-- Start --

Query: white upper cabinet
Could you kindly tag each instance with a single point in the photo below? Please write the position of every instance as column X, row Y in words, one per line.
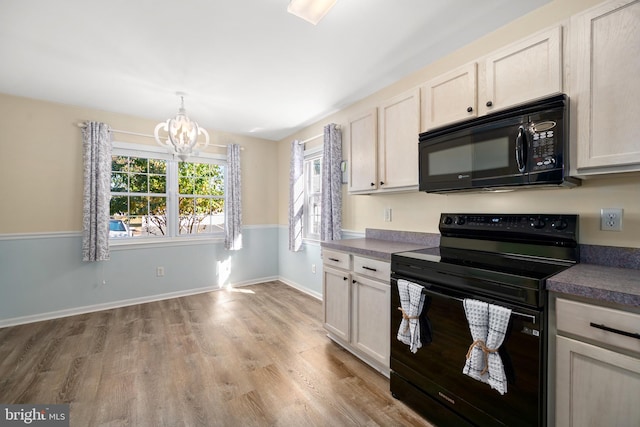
column 383, row 149
column 528, row 69
column 363, row 159
column 605, row 87
column 525, row 70
column 450, row 97
column 399, row 122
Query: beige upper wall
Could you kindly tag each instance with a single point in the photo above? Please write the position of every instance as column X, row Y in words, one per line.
column 421, row 211
column 41, row 165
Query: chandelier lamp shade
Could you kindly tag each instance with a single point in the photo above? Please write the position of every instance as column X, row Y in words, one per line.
column 310, row 10
column 182, row 134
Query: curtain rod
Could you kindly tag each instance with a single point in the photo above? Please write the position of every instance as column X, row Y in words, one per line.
column 126, row 132
column 312, row 138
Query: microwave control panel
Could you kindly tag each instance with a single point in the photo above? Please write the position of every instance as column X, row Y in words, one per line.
column 543, row 150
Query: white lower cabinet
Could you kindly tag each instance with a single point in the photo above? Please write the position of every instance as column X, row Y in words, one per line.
column 356, row 305
column 370, row 308
column 597, row 366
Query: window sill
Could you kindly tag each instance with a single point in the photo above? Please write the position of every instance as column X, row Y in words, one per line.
column 163, row 242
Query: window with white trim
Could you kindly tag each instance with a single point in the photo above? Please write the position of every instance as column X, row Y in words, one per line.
column 312, row 194
column 155, row 196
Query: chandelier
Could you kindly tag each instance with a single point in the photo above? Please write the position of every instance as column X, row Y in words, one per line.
column 182, row 134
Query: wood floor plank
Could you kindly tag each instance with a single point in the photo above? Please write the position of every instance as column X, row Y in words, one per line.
column 252, row 356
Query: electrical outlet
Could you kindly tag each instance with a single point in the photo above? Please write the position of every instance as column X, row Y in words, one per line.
column 387, row 214
column 611, row 219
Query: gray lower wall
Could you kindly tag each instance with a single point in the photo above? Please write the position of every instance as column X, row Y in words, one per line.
column 42, row 276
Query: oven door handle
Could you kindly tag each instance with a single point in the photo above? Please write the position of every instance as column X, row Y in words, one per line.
column 425, row 290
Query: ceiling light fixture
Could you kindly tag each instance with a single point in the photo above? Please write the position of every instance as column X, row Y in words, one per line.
column 182, row 134
column 310, row 10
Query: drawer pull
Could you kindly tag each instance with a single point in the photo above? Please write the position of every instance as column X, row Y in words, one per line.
column 615, row 331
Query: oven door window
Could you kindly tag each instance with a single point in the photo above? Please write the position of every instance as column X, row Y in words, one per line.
column 437, row 367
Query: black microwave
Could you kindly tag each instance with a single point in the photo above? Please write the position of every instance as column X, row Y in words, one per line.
column 523, row 146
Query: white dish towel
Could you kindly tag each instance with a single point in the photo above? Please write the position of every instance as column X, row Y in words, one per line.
column 411, row 303
column 488, row 325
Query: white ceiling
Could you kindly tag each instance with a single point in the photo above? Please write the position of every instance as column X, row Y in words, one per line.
column 247, row 66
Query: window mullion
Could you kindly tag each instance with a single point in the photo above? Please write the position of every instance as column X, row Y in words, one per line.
column 172, row 198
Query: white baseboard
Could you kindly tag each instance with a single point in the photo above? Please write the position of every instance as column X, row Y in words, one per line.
column 122, row 303
column 301, row 288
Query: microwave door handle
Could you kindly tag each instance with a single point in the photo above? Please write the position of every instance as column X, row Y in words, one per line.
column 521, row 141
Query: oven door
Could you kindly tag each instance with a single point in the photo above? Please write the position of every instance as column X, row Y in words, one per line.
column 435, row 370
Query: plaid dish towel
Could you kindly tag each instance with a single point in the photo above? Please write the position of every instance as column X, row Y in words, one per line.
column 411, row 303
column 488, row 325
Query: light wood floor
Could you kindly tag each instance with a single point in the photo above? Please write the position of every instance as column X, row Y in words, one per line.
column 253, row 356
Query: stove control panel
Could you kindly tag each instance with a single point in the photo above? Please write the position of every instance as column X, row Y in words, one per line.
column 507, row 224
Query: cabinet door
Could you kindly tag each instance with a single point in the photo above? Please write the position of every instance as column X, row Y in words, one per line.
column 595, row 386
column 336, row 301
column 450, row 97
column 398, row 142
column 523, row 71
column 371, row 318
column 605, row 67
column 363, row 132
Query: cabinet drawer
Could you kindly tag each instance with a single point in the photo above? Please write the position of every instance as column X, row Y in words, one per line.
column 336, row 259
column 601, row 324
column 372, row 267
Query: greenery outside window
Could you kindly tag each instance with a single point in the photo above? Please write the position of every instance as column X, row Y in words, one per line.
column 155, row 196
column 312, row 194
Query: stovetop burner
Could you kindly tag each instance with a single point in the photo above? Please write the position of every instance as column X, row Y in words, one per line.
column 508, row 255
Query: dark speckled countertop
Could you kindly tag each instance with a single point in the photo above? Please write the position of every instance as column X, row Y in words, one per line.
column 380, row 244
column 605, row 273
column 598, row 282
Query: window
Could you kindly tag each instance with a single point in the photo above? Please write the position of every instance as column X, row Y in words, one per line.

-- End --

Lay out all of the records above as a numbered list, skipping any blank lines. Leave the pictures out.

1. Query: white upper cabinet
2. Could you kindly tag each instance with a single point in the photo below? Please write the position of every instance as column X, row Y in words, one per line.
3. column 383, row 149
4. column 528, row 69
5. column 363, row 159
6. column 605, row 87
7. column 525, row 70
8. column 450, row 97
9. column 399, row 122
10. Query: beige upper wall
11. Could you kindly tag each instance with a single point in the photo above? Please write the position of every instance as column X, row Y in words, one per line.
12. column 421, row 211
13. column 41, row 165
14. Query: chandelier lamp shade
15. Could you kindly tag each instance with a single point in the photo above? Please write the position of every instance as column X, row Y in words, one per line.
16. column 310, row 10
17. column 182, row 134
18. Query: curtain rod
19. Could you kindly tag each instance with a single point in the photo above? Please write the position of every instance as column X, row Y in words, one per line.
20. column 126, row 132
21. column 312, row 138
22. Query: microwave control panel
23. Could you kindly tag each instance with a single point in the photo above? Please write the position of every instance as column X, row Y in words, one per line.
24. column 543, row 150
25. Query: white lower cabinet
26. Could you kindly tag each instance with a single point in the photo above? Please write the position of every instance as column X, row Y in words, one per line.
27. column 356, row 305
28. column 370, row 308
29. column 597, row 366
30. Query: window sill
31. Could you kindly tag each instance with a single point in the photo above? Please write the position of every instance as column X, row Y in words, one per line.
32. column 163, row 242
33. Query: window with white trim
34. Could you kindly tag each instance with a single point in the photo above? Please write the position of every instance as column X, row Y in words, one per line.
35. column 312, row 194
36. column 155, row 196
37. Query: chandelier
38. Could you kindly tag each instance with a single point in the photo above? Please write the position of every instance as column X, row Y in words, one per line.
39. column 182, row 134
40. Query: wood floor plank
41. Could you kindly tag each instance with a single point in the photo above? Please write the position of every instance as column X, row Y in words, one per line.
42. column 252, row 356
43. Query: electrical outlet
44. Could you kindly tag each instance with a single point in the photo above? Please write the position of every instance as column X, row Y in words, one per line.
45. column 387, row 214
46. column 611, row 219
47. Query: gray lower wall
48. Could you kindly tag each instance with a single point in the photo above? Please write the position of every instance as column X, row Y in words, one per line.
49. column 42, row 276
50. Query: oven door handle
51. Could you kindly tag each instance with a single point in the photo above? Please write the position of every instance as column X, row Y in words, one per line.
52. column 425, row 290
53. Query: ceiling light fixture
54. Could you kindly tag each instance with a single point in the photo above? Please write the position of every instance as column X, row Y in words, one per line.
55. column 182, row 134
56. column 310, row 10
57. Query: drawer pull
58. Could you kindly tag each instance with a single point in the photo above? Please write the position of every instance as column X, row Y in words, one per line.
59. column 615, row 331
60. Query: oven door window
61. Could you kindly tag each instance with a single point in the photo above? Please write the position of every instance as column X, row Y in words, one per line.
62. column 437, row 367
63. Query: black microwave
64. Could you kindly tag each instance with a single point in the photo above? Please write the position of every instance as column X, row Y in words, one per line.
65. column 523, row 146
66. Query: white dish towel
67. Could you kindly tag each instance with a single point in the photo above? Please write the position of every instance as column X, row Y in words, one per line.
68. column 411, row 303
69. column 488, row 325
70. Query: white ceiling
71. Could you kindly tag each instance with a single point in the photo above? Please write the position of every instance as column X, row Y in words, one per line.
72. column 247, row 66
73. Query: window mullion
74. Could you kindly tag each instance with a single point in the photo above? Please write the position of every instance as column X, row Y in words, one per line.
75. column 172, row 198
76. Query: white baseboard
77. Could you kindly tag each instance with a single point in the photo above? Please write the position of every instance as column X, row Y in words, one per line.
78. column 122, row 303
79. column 301, row 288
80. Query: microwave door handle
81. Could you kindly tag each instance with a single point in the photo above? Please write the position of every instance as column X, row Y in words, one per line.
82. column 521, row 141
83. Query: oven door
84. Could you kindly tag each instance with a single point in the photo above? Please write the position of every instance as column X, row Y in words, one per line.
85. column 435, row 370
86. Query: plaid dish towel
87. Could you kindly tag each instance with a single point in the photo above? Please write the position of every instance as column X, row Y in words, one per line.
88. column 411, row 303
89. column 488, row 325
90. Query: light wood floor
91. Could you kindly tag each instance with a single point in the photo above? Please write the position of every instance as column X, row Y in words, one per line.
92. column 253, row 356
93. Query: stove control panel
94. Could you kindly tag each instance with a single point in the photo above? Please write the position of every instance as column X, row Y in words, one per line.
95. column 507, row 224
96. Query: cabinet door
97. Could you kindly tag each instance with a single point in the photo above? Please write the position of every instance as column X, row Y in words, one per line.
98. column 595, row 386
99. column 336, row 301
100. column 450, row 97
101. column 398, row 142
102. column 523, row 71
103. column 371, row 318
104. column 605, row 67
105. column 363, row 132
106. Query: cabinet drawer
107. Could you kindly tag each instance with a single point in the photo above? Please write the position of every instance as column X, row Y in words, one per line.
108. column 336, row 259
109. column 601, row 324
110. column 372, row 267
111. Query: greenery outside window
112. Could you kindly tag each instance with a single point in the photo above? Please write the position of every instance as column X, row Y in words, one per line.
113. column 155, row 196
114. column 312, row 194
115. Query: stovetop burner
116. Could you kindly tag each instance with a single point in the photo above? Please write the position of every instance as column X, row Y in words, one per line.
117. column 508, row 255
118. Query: dark speckled countertop
119. Could you kindly tag each instance with a single point in the photo above? Please write the position of every instance as column X, row Y in words, one per line.
120. column 380, row 244
121. column 605, row 273
122. column 598, row 282
123. Query: window
124. Could you kindly tag each instance with a single point in the photo above? Please write the position of every instance as column X, row Y in words, one per line.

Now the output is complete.